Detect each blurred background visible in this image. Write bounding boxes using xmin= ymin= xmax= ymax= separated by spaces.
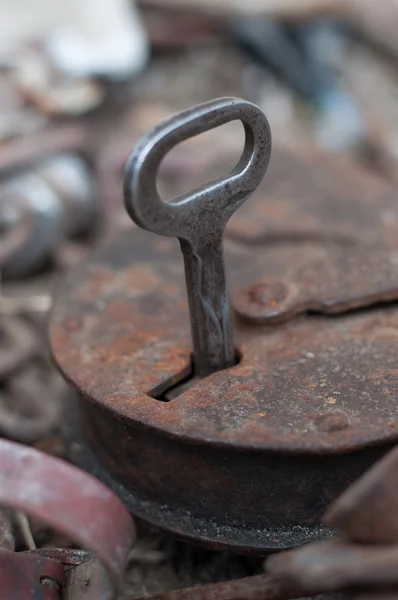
xmin=1 ymin=0 xmax=398 ymax=596
xmin=1 ymin=0 xmax=398 ymax=258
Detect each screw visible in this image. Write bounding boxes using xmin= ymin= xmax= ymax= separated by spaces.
xmin=40 ymin=576 xmax=61 ymax=591
xmin=233 ymin=280 xmax=291 ymax=324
━━━━━━━━━━
ACTIVITY:
Give back each of the records above word for word, apart from the pictures.

OUTPUT FOR THIS EXERCISE:
Detect each blurred background visible in this image. Write bounding boxes using xmin= ymin= xmax= ymax= separated by spaces.
xmin=1 ymin=0 xmax=398 ymax=596
xmin=1 ymin=0 xmax=398 ymax=258
Detect each screw visible in this image. Write bounding boxes using xmin= ymin= xmax= ymax= separated by spaces.
xmin=40 ymin=576 xmax=61 ymax=591
xmin=233 ymin=280 xmax=291 ymax=324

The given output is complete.